╭─ Document passage
Yuanpeng Li

I am a second-year Ph.D. student in Statistics at UC Irvine, advised by Prof. Annie Qu and Prof. Rui Miao. I received my B.S. in Mathematics and Applied Mathematics from Jilin University in 2024.

My research is in reinforcement learning — especially multi-task RL — and large language models. I’m drawn to understanding why standard methods quietly break down in these settings, and to designing principled, lightweight fixes.

My recent first-author work, TOPPO (under review), diagnoses critic-side gradient ill-conditioning as a previously overlooked bottleneck of PPO in multi-task RL and introduces Critic Balancing — per-task PopArt value normalization, pre-activation LayerNorm in the critic body, and per-side gradient combiners (PCGrad / CAGrad / FairGrad chosen independently for actor and critic) — surpassing published SAC- and ARS-family baselines on Meta-World+ MT50 with up to 22.7× fewer parameters.

Since May 2026 I have also begun an early-stage second direction: multi-objective reinforcement learning for LLM post-training (Probe-FairGRPO). The project recasts multi-reward GRPO fine-tuning as multi-task RL, combining a lightweight gradient-conflict probe with FairGrad-style weighting to adaptively balance reward objectives by down-weighting conflicts and up-weighting alignment.

Outside of research, I serve as a graduate teaching assistant at UCI (STATS 7, 67, 110, 120C, 205P), and I enjoy building practical tooling — for example, gradescope-mcp, an open-source MCP server that exposes 34 grading and course-management tools to AI assistants under a human-approved “preview-first” write protocol, and StudyGround, a Claude Code plugin for AI-assisted self-study.
╰─
■ Requirement 1:
In the research profile, set down the text word for word, starting at "Since May 2026" and ending at "and up-weighting alignment.".
■ Requirement 2:
Turn the paragraph of the research profile that opens with "My recent first-author work" into a short list that keeps its main facts.
The records below the research profile come from an unrelated source.
╭─ Extracted entries
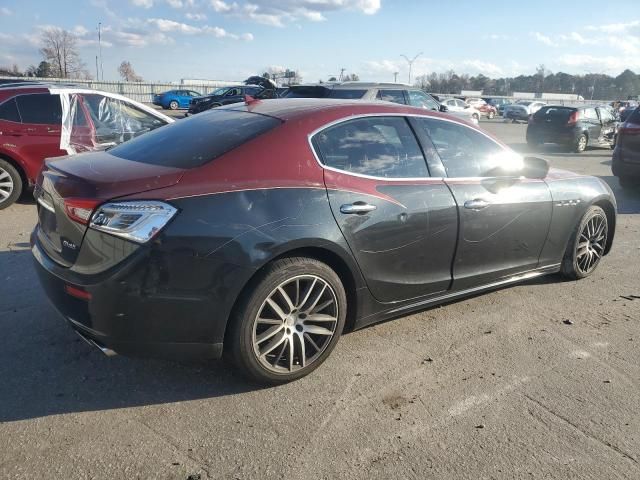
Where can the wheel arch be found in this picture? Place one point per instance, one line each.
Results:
(610, 212)
(336, 261)
(18, 166)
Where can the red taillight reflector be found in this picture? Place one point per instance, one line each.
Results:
(77, 292)
(629, 130)
(573, 118)
(80, 209)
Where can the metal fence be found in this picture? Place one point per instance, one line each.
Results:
(139, 91)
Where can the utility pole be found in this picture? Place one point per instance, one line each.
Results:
(410, 62)
(100, 53)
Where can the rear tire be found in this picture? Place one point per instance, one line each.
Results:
(10, 184)
(580, 144)
(288, 320)
(586, 246)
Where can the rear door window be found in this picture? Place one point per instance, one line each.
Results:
(374, 146)
(211, 134)
(40, 108)
(395, 96)
(9, 111)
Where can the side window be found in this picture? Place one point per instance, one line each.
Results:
(591, 114)
(420, 99)
(375, 146)
(9, 111)
(40, 108)
(395, 96)
(465, 152)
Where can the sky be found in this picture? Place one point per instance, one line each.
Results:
(169, 40)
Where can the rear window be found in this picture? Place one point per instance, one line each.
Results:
(634, 117)
(347, 94)
(192, 142)
(306, 92)
(554, 114)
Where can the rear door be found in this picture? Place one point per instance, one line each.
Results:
(504, 221)
(41, 115)
(400, 223)
(592, 122)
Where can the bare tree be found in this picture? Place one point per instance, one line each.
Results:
(60, 50)
(127, 72)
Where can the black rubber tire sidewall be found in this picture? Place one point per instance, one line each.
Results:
(241, 333)
(569, 268)
(17, 184)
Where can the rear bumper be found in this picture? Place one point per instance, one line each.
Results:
(625, 168)
(120, 317)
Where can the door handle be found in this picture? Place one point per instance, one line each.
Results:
(476, 204)
(358, 208)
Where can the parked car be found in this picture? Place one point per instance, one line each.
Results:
(521, 110)
(31, 127)
(455, 105)
(388, 92)
(483, 107)
(175, 99)
(498, 103)
(626, 155)
(223, 96)
(263, 230)
(574, 127)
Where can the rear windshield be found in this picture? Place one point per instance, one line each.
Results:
(347, 94)
(306, 92)
(197, 140)
(554, 114)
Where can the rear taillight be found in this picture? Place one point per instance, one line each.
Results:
(573, 118)
(629, 130)
(80, 209)
(138, 221)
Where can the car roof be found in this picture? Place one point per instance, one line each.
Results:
(290, 108)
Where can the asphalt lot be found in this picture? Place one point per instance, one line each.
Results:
(498, 386)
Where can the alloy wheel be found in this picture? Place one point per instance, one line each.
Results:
(591, 244)
(6, 185)
(295, 324)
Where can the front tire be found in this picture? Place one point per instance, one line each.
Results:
(10, 184)
(288, 320)
(586, 246)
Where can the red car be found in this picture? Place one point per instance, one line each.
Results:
(39, 121)
(483, 107)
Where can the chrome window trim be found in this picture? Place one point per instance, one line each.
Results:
(395, 179)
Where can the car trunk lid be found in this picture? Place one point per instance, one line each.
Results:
(69, 188)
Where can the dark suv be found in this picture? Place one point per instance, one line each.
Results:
(388, 92)
(575, 127)
(223, 96)
(626, 156)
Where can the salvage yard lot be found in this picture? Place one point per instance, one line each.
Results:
(539, 380)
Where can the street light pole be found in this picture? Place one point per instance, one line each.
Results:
(100, 51)
(410, 62)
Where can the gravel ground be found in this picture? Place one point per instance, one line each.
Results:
(539, 380)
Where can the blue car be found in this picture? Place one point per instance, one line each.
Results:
(174, 99)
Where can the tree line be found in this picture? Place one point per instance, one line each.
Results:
(596, 86)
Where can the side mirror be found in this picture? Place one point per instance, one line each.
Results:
(534, 167)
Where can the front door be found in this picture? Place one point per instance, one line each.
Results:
(504, 220)
(400, 224)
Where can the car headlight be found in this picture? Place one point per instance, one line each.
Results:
(138, 221)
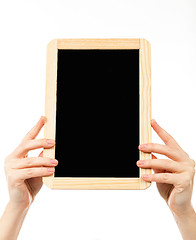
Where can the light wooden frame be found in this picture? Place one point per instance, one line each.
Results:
(145, 109)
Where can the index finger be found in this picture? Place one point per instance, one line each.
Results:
(32, 134)
(166, 137)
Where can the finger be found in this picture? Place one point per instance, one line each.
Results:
(153, 156)
(26, 173)
(174, 153)
(34, 162)
(29, 145)
(41, 154)
(168, 178)
(166, 137)
(36, 129)
(156, 148)
(160, 164)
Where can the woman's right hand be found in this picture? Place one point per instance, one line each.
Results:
(24, 174)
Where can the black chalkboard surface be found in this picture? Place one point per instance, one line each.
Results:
(97, 113)
(98, 109)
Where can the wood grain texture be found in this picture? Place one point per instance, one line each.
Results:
(145, 104)
(96, 43)
(145, 109)
(50, 100)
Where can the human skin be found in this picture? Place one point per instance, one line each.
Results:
(24, 177)
(174, 178)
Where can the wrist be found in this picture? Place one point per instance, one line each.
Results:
(187, 211)
(18, 207)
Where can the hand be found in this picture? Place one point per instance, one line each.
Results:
(24, 174)
(174, 176)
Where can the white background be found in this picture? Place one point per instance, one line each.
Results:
(26, 28)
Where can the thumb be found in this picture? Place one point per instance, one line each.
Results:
(41, 154)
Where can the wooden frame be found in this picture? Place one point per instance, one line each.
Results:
(145, 109)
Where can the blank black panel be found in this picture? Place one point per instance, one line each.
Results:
(97, 118)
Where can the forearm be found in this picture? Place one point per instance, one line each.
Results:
(11, 221)
(187, 224)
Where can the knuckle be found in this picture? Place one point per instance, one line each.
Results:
(28, 162)
(192, 163)
(29, 172)
(166, 177)
(187, 181)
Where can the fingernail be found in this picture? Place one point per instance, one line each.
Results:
(140, 163)
(54, 161)
(50, 141)
(142, 146)
(45, 119)
(146, 176)
(51, 169)
(153, 121)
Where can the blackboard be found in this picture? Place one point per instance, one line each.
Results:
(97, 114)
(97, 121)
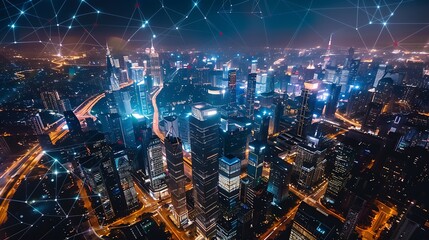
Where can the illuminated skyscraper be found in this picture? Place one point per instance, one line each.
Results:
(229, 184)
(155, 67)
(305, 113)
(232, 83)
(205, 135)
(157, 187)
(250, 95)
(280, 175)
(176, 179)
(341, 173)
(37, 124)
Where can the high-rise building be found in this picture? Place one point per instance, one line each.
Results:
(176, 179)
(158, 188)
(232, 84)
(250, 95)
(37, 124)
(204, 133)
(331, 104)
(313, 224)
(305, 113)
(229, 184)
(380, 74)
(155, 67)
(171, 126)
(235, 138)
(73, 122)
(341, 173)
(280, 175)
(256, 161)
(123, 166)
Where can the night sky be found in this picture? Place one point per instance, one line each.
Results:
(215, 23)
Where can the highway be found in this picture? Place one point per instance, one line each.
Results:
(12, 177)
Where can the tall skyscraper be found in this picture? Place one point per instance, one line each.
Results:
(157, 186)
(250, 95)
(331, 104)
(123, 166)
(280, 175)
(155, 67)
(176, 179)
(229, 184)
(73, 122)
(308, 102)
(232, 84)
(341, 173)
(37, 124)
(204, 134)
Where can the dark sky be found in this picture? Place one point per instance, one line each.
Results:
(216, 23)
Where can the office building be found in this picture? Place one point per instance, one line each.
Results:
(278, 184)
(308, 102)
(229, 184)
(157, 186)
(37, 124)
(250, 95)
(176, 179)
(204, 133)
(344, 158)
(232, 84)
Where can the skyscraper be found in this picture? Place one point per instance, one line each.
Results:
(280, 175)
(204, 134)
(176, 179)
(308, 102)
(229, 184)
(341, 173)
(331, 104)
(37, 124)
(157, 186)
(232, 84)
(250, 95)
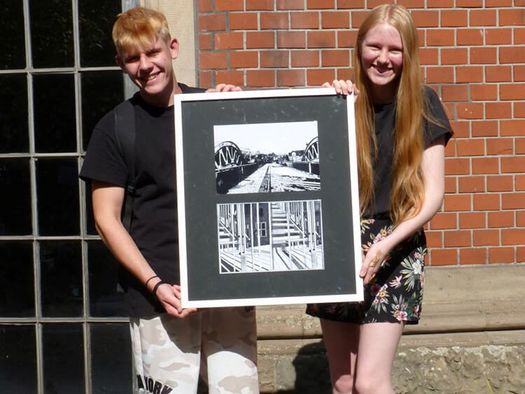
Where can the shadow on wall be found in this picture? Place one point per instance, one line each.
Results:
(311, 371)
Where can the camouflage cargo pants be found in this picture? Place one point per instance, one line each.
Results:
(220, 344)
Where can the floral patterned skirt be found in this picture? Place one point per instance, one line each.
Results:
(395, 294)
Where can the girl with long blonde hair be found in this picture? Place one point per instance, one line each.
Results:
(402, 131)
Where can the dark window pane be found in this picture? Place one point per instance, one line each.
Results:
(17, 296)
(18, 359)
(51, 33)
(57, 190)
(15, 209)
(54, 99)
(61, 277)
(96, 20)
(95, 104)
(14, 135)
(105, 295)
(12, 46)
(63, 359)
(111, 359)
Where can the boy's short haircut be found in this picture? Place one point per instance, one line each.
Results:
(139, 27)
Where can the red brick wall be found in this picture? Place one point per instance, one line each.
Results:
(473, 55)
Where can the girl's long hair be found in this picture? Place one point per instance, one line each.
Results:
(407, 192)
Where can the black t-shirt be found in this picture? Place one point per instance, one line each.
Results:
(385, 115)
(154, 224)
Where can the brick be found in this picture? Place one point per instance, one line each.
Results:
(500, 183)
(486, 202)
(440, 74)
(470, 111)
(454, 18)
(498, 110)
(259, 5)
(484, 92)
(454, 56)
(457, 202)
(498, 73)
(425, 18)
(290, 4)
(514, 91)
(499, 255)
(485, 128)
(229, 5)
(467, 37)
(291, 39)
(457, 166)
(244, 21)
(469, 74)
(274, 20)
(291, 78)
(319, 76)
(482, 18)
(457, 238)
(519, 146)
(335, 20)
(518, 109)
(321, 39)
(444, 220)
(212, 22)
(346, 38)
(512, 127)
(213, 60)
(456, 92)
(498, 37)
(513, 164)
(304, 20)
(244, 59)
(519, 182)
(485, 237)
(513, 237)
(429, 56)
(271, 59)
(440, 257)
(228, 40)
(360, 4)
(335, 58)
(260, 78)
(441, 37)
(513, 201)
(434, 238)
(499, 146)
(472, 220)
(485, 55)
(500, 219)
(473, 256)
(231, 77)
(320, 4)
(485, 165)
(262, 40)
(511, 17)
(470, 147)
(512, 55)
(306, 58)
(471, 184)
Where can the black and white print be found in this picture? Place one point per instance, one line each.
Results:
(270, 236)
(267, 157)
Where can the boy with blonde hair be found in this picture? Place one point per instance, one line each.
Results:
(171, 345)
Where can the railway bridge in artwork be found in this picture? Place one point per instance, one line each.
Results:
(240, 171)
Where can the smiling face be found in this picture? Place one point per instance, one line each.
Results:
(151, 70)
(382, 60)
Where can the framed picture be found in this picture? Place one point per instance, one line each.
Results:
(268, 208)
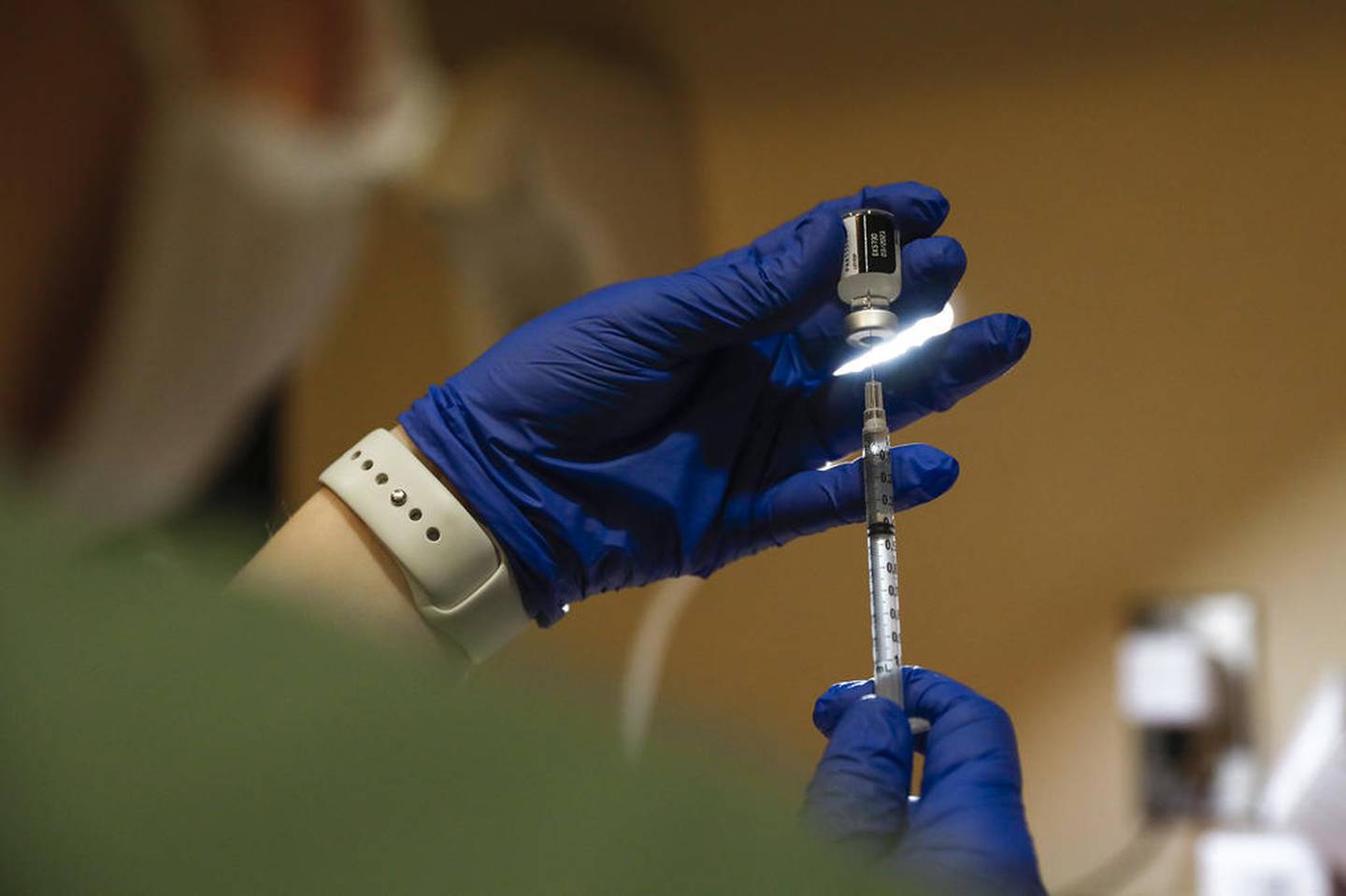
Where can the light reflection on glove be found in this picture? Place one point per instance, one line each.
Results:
╰─
■ Response area 1:
Since May 2026 I have also begun an early-stage second direction: multi-objective reinforcement learning for LLM post-training (Probe-FairGRPO). The project recasts multi-reward GRPO fine-tuning as multi-task RL, combining a lightweight gradient-conflict probe with FairGrad-style weighting to adaptively balance reward objectives by down-weighting conflicts and up-weighting alignment.

■ Response area 2:
- TOPPO: first-author work, currently under review
- Finds critic-side gradient ill-conditioning to be an overlooked bottleneck of PPO in multi-task RL
- Introduces Critic Balancing, made of:
  - per-task PopArt value normalization
  - pre-activation LayerNorm in the critic body
  - per-side gradient combiners (PCGrad / CAGrad / FairGrad), chosen independently for actor and critic
- Beats published SAC- and ARS-family baselines on Meta-World+ MT50 with up to 22.7× fewer parameters